***** DATA FOR THIS EXERCISE *****
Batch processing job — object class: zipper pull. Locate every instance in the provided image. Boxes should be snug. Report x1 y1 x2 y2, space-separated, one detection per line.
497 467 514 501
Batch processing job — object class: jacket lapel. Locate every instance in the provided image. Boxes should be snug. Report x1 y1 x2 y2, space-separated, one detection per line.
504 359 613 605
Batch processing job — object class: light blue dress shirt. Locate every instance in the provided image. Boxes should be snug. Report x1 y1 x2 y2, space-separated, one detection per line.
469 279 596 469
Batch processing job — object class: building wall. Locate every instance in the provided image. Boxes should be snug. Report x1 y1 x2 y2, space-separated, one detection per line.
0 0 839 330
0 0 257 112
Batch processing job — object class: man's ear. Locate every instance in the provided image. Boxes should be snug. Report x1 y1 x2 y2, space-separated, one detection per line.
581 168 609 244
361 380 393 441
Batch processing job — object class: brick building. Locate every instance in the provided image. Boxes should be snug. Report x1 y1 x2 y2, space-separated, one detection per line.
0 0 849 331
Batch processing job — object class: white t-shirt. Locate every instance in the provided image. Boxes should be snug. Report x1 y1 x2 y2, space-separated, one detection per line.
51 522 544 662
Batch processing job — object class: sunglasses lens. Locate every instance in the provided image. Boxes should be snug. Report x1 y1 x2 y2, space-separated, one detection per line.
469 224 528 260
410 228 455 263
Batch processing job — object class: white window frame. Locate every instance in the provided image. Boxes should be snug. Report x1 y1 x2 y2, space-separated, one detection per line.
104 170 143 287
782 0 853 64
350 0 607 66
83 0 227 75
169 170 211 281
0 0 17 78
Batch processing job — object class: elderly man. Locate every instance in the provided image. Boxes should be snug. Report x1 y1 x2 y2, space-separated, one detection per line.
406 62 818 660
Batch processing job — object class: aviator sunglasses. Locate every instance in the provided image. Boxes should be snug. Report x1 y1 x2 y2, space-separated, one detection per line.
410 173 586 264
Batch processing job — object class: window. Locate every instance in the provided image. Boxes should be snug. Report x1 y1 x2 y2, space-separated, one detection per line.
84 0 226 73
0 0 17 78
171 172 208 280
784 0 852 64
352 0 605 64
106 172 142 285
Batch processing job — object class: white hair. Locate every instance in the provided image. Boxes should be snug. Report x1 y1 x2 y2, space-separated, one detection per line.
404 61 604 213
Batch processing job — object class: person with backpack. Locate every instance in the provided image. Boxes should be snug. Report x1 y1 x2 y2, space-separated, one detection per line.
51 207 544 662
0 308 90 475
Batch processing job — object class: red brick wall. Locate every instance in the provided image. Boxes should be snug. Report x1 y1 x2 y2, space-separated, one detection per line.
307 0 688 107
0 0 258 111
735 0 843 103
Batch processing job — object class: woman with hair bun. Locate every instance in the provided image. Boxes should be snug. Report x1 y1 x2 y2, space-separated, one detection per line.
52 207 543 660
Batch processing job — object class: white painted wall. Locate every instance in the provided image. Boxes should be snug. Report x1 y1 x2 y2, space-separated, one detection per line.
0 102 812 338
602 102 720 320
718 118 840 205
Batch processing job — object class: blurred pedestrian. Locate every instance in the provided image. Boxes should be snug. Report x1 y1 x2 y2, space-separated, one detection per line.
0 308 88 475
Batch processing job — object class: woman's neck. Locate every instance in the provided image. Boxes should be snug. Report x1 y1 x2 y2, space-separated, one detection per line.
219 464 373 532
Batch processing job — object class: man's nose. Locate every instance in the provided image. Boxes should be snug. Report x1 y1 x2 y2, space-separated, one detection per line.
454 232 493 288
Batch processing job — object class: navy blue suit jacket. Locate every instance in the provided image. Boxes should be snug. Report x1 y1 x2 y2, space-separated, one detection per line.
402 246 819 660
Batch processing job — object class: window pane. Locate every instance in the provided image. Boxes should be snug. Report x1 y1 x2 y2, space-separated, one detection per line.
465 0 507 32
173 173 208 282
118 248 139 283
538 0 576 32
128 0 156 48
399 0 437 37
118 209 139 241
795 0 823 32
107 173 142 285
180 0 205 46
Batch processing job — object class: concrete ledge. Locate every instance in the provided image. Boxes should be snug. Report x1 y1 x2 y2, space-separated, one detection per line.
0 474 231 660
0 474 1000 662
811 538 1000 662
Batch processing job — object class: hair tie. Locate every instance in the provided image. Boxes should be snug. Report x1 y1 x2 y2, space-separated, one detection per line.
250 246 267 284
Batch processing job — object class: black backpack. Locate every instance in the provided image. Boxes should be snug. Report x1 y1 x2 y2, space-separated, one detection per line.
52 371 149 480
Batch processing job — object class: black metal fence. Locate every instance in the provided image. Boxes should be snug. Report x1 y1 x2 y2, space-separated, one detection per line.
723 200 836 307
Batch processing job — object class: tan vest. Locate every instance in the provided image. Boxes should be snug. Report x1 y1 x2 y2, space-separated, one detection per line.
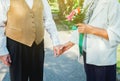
5 0 44 46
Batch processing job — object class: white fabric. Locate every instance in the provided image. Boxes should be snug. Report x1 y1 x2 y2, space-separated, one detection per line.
0 0 60 55
71 0 120 66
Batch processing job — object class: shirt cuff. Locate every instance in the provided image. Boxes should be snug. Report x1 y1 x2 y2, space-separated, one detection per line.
70 30 79 45
107 29 120 47
0 47 9 56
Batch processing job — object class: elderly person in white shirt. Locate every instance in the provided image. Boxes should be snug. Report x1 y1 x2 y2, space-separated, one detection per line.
58 0 120 81
0 0 60 81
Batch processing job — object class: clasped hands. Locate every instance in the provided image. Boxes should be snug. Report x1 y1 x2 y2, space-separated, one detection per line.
53 42 74 56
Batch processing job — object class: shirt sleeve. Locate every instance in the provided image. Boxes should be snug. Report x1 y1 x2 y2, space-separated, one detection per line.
43 0 60 46
0 0 8 56
107 0 120 46
70 30 79 45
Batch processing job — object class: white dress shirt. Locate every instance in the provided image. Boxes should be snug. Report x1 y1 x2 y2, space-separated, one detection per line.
71 0 120 66
0 0 60 56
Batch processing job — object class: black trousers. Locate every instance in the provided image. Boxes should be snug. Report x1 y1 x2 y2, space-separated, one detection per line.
7 38 44 81
83 52 116 81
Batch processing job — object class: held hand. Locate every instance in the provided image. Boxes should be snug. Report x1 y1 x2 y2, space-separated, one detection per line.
0 54 11 66
77 23 91 34
53 45 62 57
56 42 74 56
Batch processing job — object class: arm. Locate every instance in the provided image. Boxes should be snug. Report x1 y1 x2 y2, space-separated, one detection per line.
78 23 109 40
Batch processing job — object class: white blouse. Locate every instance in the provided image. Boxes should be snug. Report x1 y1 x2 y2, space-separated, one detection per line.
0 0 60 56
70 0 120 66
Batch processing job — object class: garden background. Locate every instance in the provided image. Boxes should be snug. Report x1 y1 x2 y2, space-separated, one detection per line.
48 0 120 73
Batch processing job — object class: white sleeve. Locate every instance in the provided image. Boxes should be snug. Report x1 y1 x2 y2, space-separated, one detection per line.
107 0 120 46
0 0 8 56
42 0 60 46
70 30 79 45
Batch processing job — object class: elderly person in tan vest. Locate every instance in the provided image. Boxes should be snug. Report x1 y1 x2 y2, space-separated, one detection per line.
57 0 120 81
0 0 59 81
*****
▶ PROBLEM TO SOLVE: Extract the lines verbatim, everything from the line containing "Batch processing job — object class: white fabric." down to the line containing "53 42 74 56", both included.

▶ EXPECTED ANSWER:
Batch processing job — object class: white fabric. Locate every instance in the provided image. Boxes should be snug. Report x1 y1 x2 y2, space-separated, one detection per line.
0 0 60 55
71 0 120 66
Batch processing job — object class: shirt cuff. Locate every instance in the provided image. Boxes should be snug. Report x1 y1 x2 y2, space-separated, one detection per line.
70 30 79 45
107 29 120 47
0 47 9 56
Batch processing job — object class: elderly person in white shirt. Locate every instance in the provided image. Boxes should be snug. Report x1 y1 x2 y2, space-separated, one detection per line.
58 0 120 81
0 0 60 81
Batch processing job — object class: clasped hands. Locate every instance in the provided image. Boxes should be snug. Report x1 y1 x2 y2, space-separated, one detection per line.
53 42 74 56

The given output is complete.